What you are asked to do:
The whole listing below, with no pictures, is to be repeated as it stands.

Provided data:
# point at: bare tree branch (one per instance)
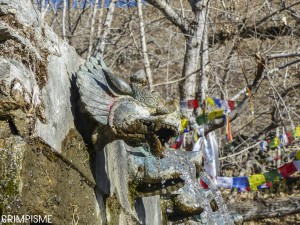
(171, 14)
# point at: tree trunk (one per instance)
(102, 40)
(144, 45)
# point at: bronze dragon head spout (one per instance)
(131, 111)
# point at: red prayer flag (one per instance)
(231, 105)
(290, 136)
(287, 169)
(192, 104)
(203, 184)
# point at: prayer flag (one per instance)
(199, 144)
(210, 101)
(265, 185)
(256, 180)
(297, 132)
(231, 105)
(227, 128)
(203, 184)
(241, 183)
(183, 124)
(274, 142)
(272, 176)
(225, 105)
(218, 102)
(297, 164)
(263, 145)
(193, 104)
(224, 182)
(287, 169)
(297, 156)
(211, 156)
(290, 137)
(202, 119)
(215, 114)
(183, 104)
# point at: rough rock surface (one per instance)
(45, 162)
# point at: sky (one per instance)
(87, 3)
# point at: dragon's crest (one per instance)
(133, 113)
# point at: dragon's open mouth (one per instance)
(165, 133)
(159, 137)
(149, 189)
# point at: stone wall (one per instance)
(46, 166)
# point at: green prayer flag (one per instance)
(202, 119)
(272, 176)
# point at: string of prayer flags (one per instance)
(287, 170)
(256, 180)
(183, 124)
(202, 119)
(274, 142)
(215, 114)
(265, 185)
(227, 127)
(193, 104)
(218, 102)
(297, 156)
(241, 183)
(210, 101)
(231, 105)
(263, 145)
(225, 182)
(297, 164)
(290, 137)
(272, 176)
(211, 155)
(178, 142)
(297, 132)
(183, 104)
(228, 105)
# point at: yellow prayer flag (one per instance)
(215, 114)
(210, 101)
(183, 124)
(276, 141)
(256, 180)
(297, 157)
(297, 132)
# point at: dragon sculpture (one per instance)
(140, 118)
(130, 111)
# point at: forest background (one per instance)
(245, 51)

Result of the task:
# point at: bare tree branch (one per instance)
(171, 14)
# point at: tree trunk (one per instance)
(102, 40)
(144, 45)
# point at: bronze dragon head spout (one per instance)
(131, 111)
# point at: red prayer flag (one per instance)
(231, 105)
(290, 136)
(287, 169)
(192, 104)
(203, 184)
# point at: prayer flag (one per instance)
(199, 144)
(210, 101)
(265, 185)
(256, 180)
(297, 132)
(231, 105)
(227, 128)
(203, 184)
(241, 183)
(183, 124)
(274, 142)
(272, 176)
(225, 105)
(218, 102)
(297, 164)
(263, 145)
(193, 104)
(224, 182)
(287, 169)
(297, 156)
(211, 156)
(290, 137)
(202, 119)
(215, 114)
(183, 104)
# point at: rough rock surface (one per instance)
(45, 162)
# point at: sky (one per instance)
(87, 3)
# point at: dragon's crest (one per instance)
(133, 113)
# point at: dragon's open mouth (one per instance)
(165, 133)
(159, 137)
(149, 189)
# point at: stone wall (one per instance)
(46, 166)
# point at: green prayer flag (one per instance)
(202, 119)
(272, 176)
# point at: string of prayer flags (one per instance)
(287, 170)
(256, 180)
(183, 124)
(202, 119)
(274, 142)
(215, 114)
(265, 185)
(227, 127)
(193, 104)
(218, 102)
(297, 156)
(241, 183)
(210, 101)
(231, 105)
(263, 145)
(225, 182)
(297, 164)
(290, 137)
(272, 176)
(211, 155)
(178, 142)
(297, 132)
(183, 104)
(228, 105)
# point at: yellow prayer flag (one per instance)
(215, 114)
(210, 101)
(183, 124)
(276, 141)
(256, 180)
(297, 157)
(297, 132)
# point at: dragon sculpture (one per instance)
(140, 118)
(130, 111)
# point at: forest background (one per instance)
(245, 51)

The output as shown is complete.